BEGIN Records for processing

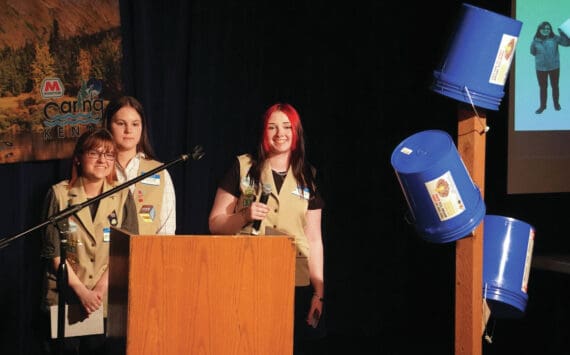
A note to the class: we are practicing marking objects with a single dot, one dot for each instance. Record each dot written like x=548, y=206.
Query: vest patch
x=106, y=234
x=153, y=180
x=147, y=213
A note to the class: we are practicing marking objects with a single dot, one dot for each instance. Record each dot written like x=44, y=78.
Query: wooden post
x=469, y=251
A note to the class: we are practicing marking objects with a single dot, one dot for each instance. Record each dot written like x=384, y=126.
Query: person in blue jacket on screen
x=544, y=48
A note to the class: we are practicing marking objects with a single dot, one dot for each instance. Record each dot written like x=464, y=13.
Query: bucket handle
x=485, y=128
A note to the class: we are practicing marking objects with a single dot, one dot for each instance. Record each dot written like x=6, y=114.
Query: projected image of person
x=544, y=48
x=292, y=205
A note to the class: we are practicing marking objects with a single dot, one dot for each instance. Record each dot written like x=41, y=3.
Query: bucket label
x=527, y=263
x=503, y=60
x=445, y=196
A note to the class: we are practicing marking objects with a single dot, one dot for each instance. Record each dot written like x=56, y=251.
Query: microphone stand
x=61, y=223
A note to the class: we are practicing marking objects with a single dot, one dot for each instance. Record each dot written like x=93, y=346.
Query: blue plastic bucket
x=479, y=57
x=507, y=257
x=444, y=203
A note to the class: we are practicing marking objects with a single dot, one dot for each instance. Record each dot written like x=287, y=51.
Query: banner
x=59, y=59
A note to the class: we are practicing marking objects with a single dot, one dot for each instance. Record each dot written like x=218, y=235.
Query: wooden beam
x=469, y=250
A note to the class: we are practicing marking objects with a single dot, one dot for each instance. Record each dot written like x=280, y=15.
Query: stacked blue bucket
x=478, y=58
x=444, y=203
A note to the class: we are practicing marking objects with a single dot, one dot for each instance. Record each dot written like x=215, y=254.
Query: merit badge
x=147, y=213
x=113, y=219
x=302, y=192
x=106, y=234
x=153, y=180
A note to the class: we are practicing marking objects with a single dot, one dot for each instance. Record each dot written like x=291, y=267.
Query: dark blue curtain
x=359, y=74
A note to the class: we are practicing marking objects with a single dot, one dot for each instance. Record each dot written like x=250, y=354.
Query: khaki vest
x=287, y=211
x=88, y=239
x=148, y=195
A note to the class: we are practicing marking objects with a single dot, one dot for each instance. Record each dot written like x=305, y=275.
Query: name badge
x=302, y=192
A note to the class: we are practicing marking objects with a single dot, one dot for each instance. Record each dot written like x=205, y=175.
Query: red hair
x=293, y=117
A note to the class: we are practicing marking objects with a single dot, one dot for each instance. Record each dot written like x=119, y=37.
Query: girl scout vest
x=287, y=210
x=88, y=239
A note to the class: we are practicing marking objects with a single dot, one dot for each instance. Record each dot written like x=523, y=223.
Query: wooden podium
x=203, y=295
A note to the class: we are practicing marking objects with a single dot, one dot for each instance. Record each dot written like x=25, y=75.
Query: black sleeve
x=50, y=237
x=130, y=218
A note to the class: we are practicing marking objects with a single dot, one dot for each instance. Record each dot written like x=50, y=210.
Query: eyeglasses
x=93, y=154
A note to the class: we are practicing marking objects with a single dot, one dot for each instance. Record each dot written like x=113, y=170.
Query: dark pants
x=543, y=77
x=305, y=336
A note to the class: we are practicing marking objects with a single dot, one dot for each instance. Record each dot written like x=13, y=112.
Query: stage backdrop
x=59, y=59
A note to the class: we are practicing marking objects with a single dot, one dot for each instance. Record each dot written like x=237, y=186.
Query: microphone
x=265, y=192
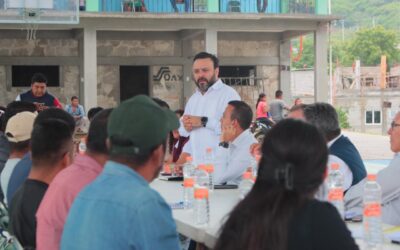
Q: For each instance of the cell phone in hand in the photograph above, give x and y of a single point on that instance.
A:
(226, 186)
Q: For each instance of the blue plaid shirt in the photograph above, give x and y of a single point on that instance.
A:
(119, 210)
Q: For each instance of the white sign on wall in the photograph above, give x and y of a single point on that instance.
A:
(29, 4)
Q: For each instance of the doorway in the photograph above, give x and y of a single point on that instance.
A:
(134, 80)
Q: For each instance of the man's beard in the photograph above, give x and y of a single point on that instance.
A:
(206, 84)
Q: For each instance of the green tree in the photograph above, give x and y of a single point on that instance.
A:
(369, 44)
(307, 57)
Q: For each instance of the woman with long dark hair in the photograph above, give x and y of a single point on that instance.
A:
(280, 212)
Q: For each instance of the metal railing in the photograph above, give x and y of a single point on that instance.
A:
(222, 6)
(247, 87)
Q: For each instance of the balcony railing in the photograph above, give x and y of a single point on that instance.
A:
(221, 6)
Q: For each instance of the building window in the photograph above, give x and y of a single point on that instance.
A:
(237, 75)
(21, 75)
(373, 117)
(200, 6)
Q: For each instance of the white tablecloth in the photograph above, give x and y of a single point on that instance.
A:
(221, 203)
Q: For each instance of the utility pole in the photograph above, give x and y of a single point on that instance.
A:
(330, 54)
(342, 30)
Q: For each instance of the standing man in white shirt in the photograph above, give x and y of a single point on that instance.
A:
(388, 179)
(233, 154)
(203, 111)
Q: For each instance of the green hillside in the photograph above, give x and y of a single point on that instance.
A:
(364, 13)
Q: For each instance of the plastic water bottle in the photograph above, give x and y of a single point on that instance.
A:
(335, 188)
(188, 168)
(246, 184)
(201, 206)
(82, 5)
(82, 146)
(201, 177)
(188, 192)
(201, 203)
(209, 163)
(373, 235)
(254, 166)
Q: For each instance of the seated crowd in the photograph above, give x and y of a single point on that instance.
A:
(101, 199)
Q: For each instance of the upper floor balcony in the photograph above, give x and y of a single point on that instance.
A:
(313, 7)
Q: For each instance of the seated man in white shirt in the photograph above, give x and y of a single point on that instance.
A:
(388, 178)
(233, 154)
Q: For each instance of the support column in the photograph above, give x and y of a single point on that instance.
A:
(89, 79)
(211, 41)
(284, 71)
(188, 85)
(321, 88)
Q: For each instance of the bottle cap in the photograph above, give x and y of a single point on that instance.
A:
(167, 169)
(188, 182)
(209, 168)
(202, 167)
(335, 166)
(200, 193)
(247, 175)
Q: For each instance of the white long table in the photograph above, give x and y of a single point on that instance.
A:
(221, 203)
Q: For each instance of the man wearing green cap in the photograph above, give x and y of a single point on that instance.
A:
(119, 210)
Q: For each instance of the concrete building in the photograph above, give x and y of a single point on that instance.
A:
(110, 56)
(370, 108)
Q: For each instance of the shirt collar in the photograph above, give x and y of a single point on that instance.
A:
(217, 85)
(241, 138)
(118, 169)
(88, 162)
(333, 140)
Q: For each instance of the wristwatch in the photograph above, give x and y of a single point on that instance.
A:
(224, 144)
(204, 120)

END Records for processing

> Task
An exact copy of the records above is wanted, with the pictures omitted.

> Solution to this problem
A note to the class: we are practicing marking objects with a single dot, one dot for each instance. Record each dot written like x=548, y=206.
Query: vest patch
x=106, y=234
x=153, y=180
x=147, y=213
A note to the class: we are practicing marking objects with a single dot, one dot for each instance. Record each dot written like x=44, y=78.
Query: wooden post
x=469, y=251
A note to the class: we are practicing marking objects with a single dot, one dot for each instance. Record each dot written like x=384, y=126.
Query: person in blue jacket on screen
x=544, y=48
A note to the class: we are practicing marking objects with a single dot, one dot for each instance. Record each dot written like x=464, y=13.
Query: bucket handle
x=485, y=128
A note to the class: we are practicing marking objects with a single dot, one dot for each instance. Record each dot written like x=6, y=114.
Query: projected image of person
x=544, y=48
x=292, y=205
A note to the class: we are practicing marking objects with a single dot, one dot for each instance. Record each dot written like x=41, y=3.
Query: bucket label
x=527, y=263
x=503, y=60
x=445, y=196
A note to the class: we are practicing marking objects with a single dot, one dot for each instance. Record each dot written like x=56, y=251.
Query: microphone stand
x=61, y=223
A note to the class: we are practicing marking objects with a single dot, one dot for each instance. Record each dot written like x=93, y=346.
Query: blue plastic bucket
x=479, y=57
x=507, y=257
x=444, y=203
A note to the class: we are practicing marking objects with a single dot, one dot for each instance. Record each dot written like x=287, y=51.
Query: banner
x=59, y=59
A note to the class: we are practicing marking objects with a single dot, one dot for each instance. Record each dot written like x=218, y=235.
Query: wooden beam
x=469, y=250
A note to the class: we are practicing marking objects with a single dot, one dot for each instance. Record each dot written like x=280, y=15.
Query: stacked blue bucket
x=478, y=58
x=444, y=203
A note to the class: we are practicing marking objects with a single dot, one dot for each instance. Record each dot written like x=215, y=254.
Query: merit badge
x=147, y=213
x=113, y=219
x=302, y=192
x=106, y=234
x=153, y=180
A note to the class: we are practicing marking objects with a single dot, one dot for each instance. Record each dot written like x=291, y=267.
Query: dark blue curtain
x=359, y=74
A note to the class: we are practicing marking objects with a single dot, one dot for each instance. Record each dot written like x=250, y=354.
Query: khaki vest
x=287, y=211
x=88, y=239
x=148, y=195
A note to the class: we are practicing marking objects with a single dot, one dot for each instance. Record each dot written like x=305, y=275.
Query: name badge
x=302, y=192
A note to the class: we are practicing marking objects with a single dot, one dot for each instance. Record each dot written like x=205, y=175.
Query: red hair
x=293, y=117
A note to the class: we are practicing marking objects with a single dot, one dot for each instance. Record each dot written like x=119, y=37.
Query: girl scout vest
x=287, y=210
x=88, y=239
A note to the class: we are practicing marking objects with a single dot, one dot for each instance. Record each dot written like x=523, y=223.
Query: wooden podium
x=203, y=295
A note to the class: we are practicing marking objects with a single dot, one dot for each instance. Record each dot written like x=25, y=75.
Query: black sleeve
x=50, y=237
x=130, y=218
A note to the class: we are practicing marking objects with a single dot, one dot for each instance. Record each dot written like x=50, y=210.
Query: eyeglasses
x=93, y=154
A note to the class: we are practicing marking objects with a single dot, one dot for each instance. Record each dot written like x=113, y=170.
Query: dark pants
x=543, y=77
x=305, y=336
A note to the class: we are practicing marking objects with a single dot, one dot for each instance. Record each dot written like x=13, y=112.
Query: stage backdrop
x=59, y=59
A note to the class: we are practicing marking objects with a single dot, one dot for each instance. Record each dot written like x=237, y=186.
Query: microphone
x=265, y=192
Q: For each instance of the cell phone in hand in the photograph above, give x and y of a single point on that instance.
A:
(226, 186)
Q: For each instance of the blue plaid shirt in the photograph above, give x and y of a single point on that instance.
A:
(119, 210)
Q: For each instance of the white sign on wall in the photograph above, give x and y of a single point on that instance.
A:
(29, 4)
Q: For each instance of the doorway in the photograph above, give x and y of a single point on that instance.
A:
(134, 80)
Q: For each instance of the man's beard in the photograph above, give x and y of a single point on that instance.
A:
(206, 84)
Q: For each instance of the green tree in the photograph above, give x and y of a single point on that instance.
A:
(369, 44)
(307, 57)
Q: For each instance of the woman with long dark hair in the photograph above, give x and y of a single point on that instance.
A:
(280, 212)
Q: For each instance of the metal railing in the photograph above, give x and y of a single point on that instance.
A:
(222, 6)
(247, 87)
Q: For each instance of the balcony railing in the photograph above, give x and y of a single point on that instance.
A:
(221, 6)
Q: For each instance of the building window in the photograph above, give x and y of a single point on that instance.
A:
(237, 75)
(21, 75)
(373, 117)
(200, 6)
Q: For each instance of the white tablecloth in the photograph above, give x and y of a single point on that instance.
A:
(221, 203)
Q: For each instance of the utility pole in the photograph above, give x and y of a single point on that instance.
A:
(330, 54)
(342, 30)
Q: For each instance of the standing man in white shirt in the photograph above, give x and y of a single point on that instance.
A:
(388, 179)
(233, 154)
(203, 111)
Q: For each instance of the green hillside in the photograph above, give x and y of a single point on that instance.
A:
(364, 13)
Q: For each instance of the plastic water bottle in the photograph above, give x and y of a single point on that instance.
A:
(335, 188)
(188, 168)
(246, 184)
(201, 206)
(82, 5)
(82, 146)
(201, 177)
(188, 192)
(201, 203)
(209, 163)
(373, 235)
(254, 166)
Q: For each instance of the seated crowd in the photograph above, give x and y of a single point on that instance.
A:
(101, 199)
Q: For each instance of the upper floor balcony in the photograph above, give x and y of a single point on that instance.
A:
(313, 7)
Q: For each instance of the seated man in white shirt in the photograph above, give x and y of a single point on that instance.
A:
(388, 178)
(233, 154)
Q: For each instance of the support column in the photograph above, give x and y of a single point on that instance.
A:
(89, 79)
(211, 41)
(284, 71)
(188, 85)
(321, 88)
Q: For each instance of the bottle cap in the photograph above, give x and y of a single point on that instance.
A:
(167, 169)
(188, 182)
(209, 168)
(202, 167)
(335, 166)
(200, 193)
(247, 175)
Q: For each instance of the white long table in the photograph above, give x and y of a single point on that instance.
A:
(221, 203)
Q: For each instance of the man wearing green cap in the photograph above, give x and y of a single point on that instance.
A:
(119, 210)
Q: For each instance of the concrete building in the photograph above, give x and y of a single point on that instance.
A:
(110, 56)
(370, 108)
Q: For each instance of the shirt collar in the photograph above, give x and y of a single point on that instance.
A:
(217, 85)
(241, 138)
(118, 169)
(88, 162)
(333, 140)
Q: For each instance of the wristwatch in the photograph above, give x and y of a single point on that instance.
A:
(224, 144)
(204, 120)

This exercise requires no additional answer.